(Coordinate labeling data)
•••

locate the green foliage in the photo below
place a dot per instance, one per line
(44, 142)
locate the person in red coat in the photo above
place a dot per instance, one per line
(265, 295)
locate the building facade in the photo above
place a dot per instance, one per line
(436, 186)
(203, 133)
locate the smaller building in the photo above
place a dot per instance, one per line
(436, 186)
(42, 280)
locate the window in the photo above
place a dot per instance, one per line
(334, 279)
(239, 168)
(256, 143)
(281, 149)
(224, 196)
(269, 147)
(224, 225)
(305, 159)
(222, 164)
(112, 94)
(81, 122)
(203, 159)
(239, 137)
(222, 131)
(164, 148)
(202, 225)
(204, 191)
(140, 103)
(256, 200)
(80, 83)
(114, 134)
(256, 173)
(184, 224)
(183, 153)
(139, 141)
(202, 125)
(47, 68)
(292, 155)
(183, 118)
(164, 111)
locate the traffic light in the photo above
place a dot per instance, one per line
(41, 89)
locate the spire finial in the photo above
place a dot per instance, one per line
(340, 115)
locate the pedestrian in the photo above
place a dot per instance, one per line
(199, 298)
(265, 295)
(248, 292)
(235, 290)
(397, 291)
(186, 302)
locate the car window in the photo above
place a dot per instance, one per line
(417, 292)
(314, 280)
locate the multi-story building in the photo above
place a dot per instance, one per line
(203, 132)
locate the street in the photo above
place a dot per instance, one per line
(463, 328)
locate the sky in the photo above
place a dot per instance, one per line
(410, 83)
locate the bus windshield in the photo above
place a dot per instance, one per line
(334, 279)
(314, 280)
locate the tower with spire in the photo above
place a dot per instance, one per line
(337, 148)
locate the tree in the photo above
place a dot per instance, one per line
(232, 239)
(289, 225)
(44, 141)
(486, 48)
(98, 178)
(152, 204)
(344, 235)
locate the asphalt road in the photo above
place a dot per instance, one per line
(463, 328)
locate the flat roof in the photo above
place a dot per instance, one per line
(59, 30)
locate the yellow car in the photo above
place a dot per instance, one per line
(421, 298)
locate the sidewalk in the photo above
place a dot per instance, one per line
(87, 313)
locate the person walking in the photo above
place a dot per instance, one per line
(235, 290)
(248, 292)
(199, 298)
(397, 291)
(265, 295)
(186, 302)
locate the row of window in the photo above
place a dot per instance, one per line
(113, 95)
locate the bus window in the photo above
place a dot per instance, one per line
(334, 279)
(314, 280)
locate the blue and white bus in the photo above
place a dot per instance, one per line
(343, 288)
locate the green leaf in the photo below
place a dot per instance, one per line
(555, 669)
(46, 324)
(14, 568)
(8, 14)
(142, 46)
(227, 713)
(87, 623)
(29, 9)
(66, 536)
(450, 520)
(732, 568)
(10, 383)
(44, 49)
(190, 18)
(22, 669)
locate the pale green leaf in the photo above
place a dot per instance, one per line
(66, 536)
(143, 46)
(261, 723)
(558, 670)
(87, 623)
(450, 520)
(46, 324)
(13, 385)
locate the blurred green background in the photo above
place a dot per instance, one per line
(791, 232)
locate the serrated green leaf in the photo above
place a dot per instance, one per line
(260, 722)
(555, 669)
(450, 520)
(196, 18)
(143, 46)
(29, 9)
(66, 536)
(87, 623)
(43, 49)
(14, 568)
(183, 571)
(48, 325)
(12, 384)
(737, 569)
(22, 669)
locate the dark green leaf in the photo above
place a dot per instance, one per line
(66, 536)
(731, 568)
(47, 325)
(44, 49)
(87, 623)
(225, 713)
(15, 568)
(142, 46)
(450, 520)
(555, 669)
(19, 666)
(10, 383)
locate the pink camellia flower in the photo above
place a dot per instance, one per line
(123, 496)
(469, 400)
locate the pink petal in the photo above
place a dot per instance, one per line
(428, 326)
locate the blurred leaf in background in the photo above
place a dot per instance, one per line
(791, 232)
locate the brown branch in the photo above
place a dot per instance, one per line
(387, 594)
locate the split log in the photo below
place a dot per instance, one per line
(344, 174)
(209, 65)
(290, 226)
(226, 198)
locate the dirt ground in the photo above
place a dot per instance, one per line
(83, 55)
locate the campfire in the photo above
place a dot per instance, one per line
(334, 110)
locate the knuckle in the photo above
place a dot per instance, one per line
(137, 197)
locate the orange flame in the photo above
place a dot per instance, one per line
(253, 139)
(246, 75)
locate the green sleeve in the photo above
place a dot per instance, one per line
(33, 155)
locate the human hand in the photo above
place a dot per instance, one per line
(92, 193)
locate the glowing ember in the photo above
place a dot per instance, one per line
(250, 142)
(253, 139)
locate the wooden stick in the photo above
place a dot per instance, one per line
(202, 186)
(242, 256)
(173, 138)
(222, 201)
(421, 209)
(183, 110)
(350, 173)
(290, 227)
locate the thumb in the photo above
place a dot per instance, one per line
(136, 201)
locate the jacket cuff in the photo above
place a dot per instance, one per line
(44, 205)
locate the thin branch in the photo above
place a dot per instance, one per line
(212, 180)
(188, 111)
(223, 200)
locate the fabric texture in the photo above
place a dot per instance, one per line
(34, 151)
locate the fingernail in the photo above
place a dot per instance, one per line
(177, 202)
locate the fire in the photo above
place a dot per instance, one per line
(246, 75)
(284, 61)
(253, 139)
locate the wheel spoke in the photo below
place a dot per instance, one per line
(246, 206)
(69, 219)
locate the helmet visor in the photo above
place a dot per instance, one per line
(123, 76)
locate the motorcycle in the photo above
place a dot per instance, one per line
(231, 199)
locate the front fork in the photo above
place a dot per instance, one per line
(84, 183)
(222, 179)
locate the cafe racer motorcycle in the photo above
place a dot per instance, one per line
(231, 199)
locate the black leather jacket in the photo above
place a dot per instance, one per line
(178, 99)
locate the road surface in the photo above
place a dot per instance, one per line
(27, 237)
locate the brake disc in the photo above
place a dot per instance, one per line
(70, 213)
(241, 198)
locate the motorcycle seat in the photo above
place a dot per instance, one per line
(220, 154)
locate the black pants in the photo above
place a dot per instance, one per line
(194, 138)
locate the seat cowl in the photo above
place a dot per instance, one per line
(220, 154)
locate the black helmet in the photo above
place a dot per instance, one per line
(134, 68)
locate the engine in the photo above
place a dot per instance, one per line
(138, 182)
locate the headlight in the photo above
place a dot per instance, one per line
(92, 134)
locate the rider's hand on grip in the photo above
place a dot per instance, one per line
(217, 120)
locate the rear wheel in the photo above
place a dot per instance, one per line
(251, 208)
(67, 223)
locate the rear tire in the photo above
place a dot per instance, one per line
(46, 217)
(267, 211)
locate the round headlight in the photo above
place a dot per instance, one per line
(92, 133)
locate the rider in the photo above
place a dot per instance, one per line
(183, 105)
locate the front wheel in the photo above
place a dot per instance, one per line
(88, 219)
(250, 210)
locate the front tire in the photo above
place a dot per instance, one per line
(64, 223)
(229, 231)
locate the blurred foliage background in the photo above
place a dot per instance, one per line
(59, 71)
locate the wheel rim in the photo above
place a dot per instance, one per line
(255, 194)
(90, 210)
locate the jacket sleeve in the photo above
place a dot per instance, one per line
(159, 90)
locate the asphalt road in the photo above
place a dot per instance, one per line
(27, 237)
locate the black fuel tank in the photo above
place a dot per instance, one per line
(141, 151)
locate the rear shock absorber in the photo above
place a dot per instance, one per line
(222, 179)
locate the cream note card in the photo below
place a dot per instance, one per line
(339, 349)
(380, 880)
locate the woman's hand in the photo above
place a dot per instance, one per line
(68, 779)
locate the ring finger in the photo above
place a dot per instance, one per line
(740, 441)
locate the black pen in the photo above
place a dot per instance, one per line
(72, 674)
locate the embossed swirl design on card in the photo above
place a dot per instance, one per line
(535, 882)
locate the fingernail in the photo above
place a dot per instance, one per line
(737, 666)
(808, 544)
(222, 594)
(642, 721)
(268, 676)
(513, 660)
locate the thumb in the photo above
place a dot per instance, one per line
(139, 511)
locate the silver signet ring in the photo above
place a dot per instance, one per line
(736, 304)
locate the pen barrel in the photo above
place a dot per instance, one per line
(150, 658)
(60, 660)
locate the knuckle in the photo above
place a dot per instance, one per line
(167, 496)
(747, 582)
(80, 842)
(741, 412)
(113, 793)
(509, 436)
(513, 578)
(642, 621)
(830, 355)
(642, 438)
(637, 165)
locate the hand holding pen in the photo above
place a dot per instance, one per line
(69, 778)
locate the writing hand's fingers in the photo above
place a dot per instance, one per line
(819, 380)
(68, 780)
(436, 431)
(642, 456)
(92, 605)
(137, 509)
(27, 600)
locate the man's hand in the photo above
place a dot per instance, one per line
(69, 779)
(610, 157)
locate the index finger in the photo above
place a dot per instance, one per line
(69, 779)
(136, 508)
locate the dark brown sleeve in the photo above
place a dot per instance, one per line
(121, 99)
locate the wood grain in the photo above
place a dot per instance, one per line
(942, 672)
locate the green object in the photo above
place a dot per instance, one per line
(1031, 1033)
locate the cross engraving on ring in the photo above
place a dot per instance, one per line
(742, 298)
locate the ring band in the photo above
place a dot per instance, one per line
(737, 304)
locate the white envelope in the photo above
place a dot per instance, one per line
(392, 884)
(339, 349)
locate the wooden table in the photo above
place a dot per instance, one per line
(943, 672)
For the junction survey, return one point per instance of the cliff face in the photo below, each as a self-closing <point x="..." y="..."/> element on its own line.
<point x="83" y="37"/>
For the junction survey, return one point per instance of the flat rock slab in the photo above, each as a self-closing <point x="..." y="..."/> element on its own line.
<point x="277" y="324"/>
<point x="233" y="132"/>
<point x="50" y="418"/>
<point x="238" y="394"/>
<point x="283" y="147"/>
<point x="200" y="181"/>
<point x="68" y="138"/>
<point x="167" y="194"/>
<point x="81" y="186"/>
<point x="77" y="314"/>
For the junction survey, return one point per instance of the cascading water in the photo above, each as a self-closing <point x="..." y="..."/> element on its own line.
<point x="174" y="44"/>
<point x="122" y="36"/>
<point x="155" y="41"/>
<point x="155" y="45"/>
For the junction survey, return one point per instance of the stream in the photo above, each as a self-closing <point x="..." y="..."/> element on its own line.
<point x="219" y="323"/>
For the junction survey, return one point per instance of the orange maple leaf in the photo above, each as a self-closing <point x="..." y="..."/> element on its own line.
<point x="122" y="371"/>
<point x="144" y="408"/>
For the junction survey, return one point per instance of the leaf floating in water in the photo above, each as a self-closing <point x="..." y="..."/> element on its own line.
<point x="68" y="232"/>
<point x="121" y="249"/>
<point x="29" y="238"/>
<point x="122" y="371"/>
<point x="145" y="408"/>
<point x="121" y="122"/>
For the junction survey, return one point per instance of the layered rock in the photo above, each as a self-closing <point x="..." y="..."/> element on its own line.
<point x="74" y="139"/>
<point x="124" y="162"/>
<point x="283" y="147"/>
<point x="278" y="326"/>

•••

Every line from the one containing "of the orange" through the end of the data must be repeated exactly, and no other line.

For the junction survey, return one point per instance of the orange maple leaf in the photo above, each as a self-closing <point x="..." y="..."/> element on its own line.
<point x="122" y="371"/>
<point x="144" y="408"/>
For the junction survey, return one point per instance of the leaf floating in water in the photo above, each as a self-closing <point x="..." y="..."/> element on its own line.
<point x="68" y="232"/>
<point x="121" y="249"/>
<point x="29" y="238"/>
<point x="122" y="371"/>
<point x="145" y="408"/>
<point x="121" y="122"/>
For the junction survey, return one point per instance of the layered rock in the photo above, each as a self-closing <point x="..." y="..."/> element on its own line.
<point x="74" y="139"/>
<point x="124" y="162"/>
<point x="283" y="147"/>
<point x="278" y="326"/>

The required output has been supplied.